Annotation dataset entries:
+ + + + + + +

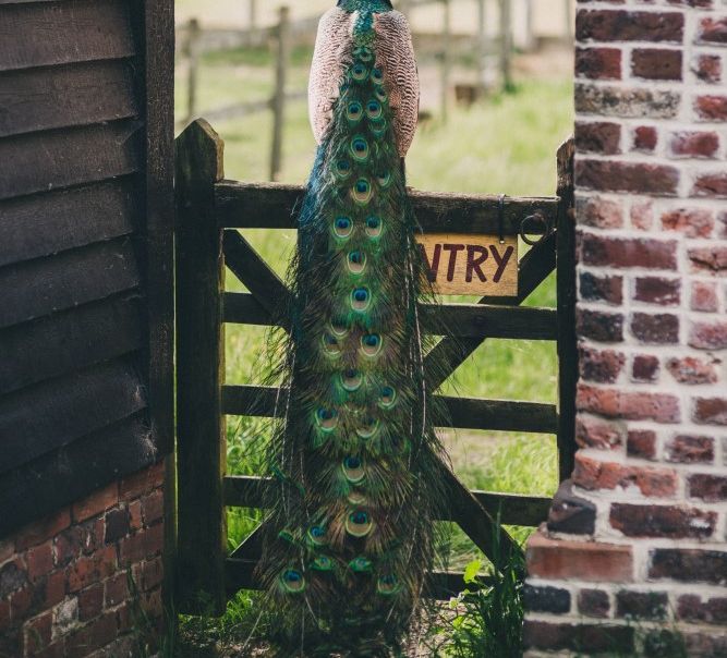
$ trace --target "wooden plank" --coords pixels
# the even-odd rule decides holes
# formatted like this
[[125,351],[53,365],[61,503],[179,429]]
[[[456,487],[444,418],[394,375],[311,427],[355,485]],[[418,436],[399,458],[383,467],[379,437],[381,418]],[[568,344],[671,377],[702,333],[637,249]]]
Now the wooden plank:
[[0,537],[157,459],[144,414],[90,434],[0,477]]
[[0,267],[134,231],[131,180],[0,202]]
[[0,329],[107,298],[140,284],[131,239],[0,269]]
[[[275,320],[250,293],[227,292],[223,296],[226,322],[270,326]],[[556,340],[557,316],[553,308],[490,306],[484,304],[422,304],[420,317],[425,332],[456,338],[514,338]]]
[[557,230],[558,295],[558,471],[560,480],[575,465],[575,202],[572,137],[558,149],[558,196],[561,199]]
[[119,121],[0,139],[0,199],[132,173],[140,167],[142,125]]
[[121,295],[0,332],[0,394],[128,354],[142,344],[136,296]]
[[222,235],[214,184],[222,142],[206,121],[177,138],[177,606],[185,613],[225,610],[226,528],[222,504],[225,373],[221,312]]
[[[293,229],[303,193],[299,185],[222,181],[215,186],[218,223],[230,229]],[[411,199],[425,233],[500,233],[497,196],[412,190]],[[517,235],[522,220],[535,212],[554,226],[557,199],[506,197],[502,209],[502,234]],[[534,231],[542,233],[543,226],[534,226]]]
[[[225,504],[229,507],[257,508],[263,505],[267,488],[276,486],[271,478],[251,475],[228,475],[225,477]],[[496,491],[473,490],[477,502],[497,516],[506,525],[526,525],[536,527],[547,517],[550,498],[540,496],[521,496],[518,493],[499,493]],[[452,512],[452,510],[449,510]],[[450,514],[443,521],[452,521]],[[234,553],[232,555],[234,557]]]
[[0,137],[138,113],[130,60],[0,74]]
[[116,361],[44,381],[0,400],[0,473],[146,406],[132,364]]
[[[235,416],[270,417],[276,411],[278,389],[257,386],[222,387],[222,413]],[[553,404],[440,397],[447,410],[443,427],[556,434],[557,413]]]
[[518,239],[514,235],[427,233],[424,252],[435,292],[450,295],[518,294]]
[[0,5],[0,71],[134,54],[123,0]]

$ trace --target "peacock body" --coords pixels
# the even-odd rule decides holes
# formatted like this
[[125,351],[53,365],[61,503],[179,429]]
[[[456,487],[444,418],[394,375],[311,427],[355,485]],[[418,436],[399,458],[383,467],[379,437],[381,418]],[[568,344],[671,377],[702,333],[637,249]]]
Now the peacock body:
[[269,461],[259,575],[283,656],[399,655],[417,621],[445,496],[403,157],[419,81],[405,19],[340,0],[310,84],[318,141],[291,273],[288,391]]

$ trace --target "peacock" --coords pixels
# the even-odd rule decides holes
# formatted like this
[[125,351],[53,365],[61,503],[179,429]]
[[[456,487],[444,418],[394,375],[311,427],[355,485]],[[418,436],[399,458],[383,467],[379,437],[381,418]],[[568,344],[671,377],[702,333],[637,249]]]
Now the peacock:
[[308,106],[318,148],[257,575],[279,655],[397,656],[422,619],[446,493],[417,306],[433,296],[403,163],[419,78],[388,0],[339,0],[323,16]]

+ + + + + + +

> [SET EXERCISE]
State how many of the lines above contain the string "peacock", with case counting. Reply with the number alone.

> [ANSWER TO THIS TASK]
4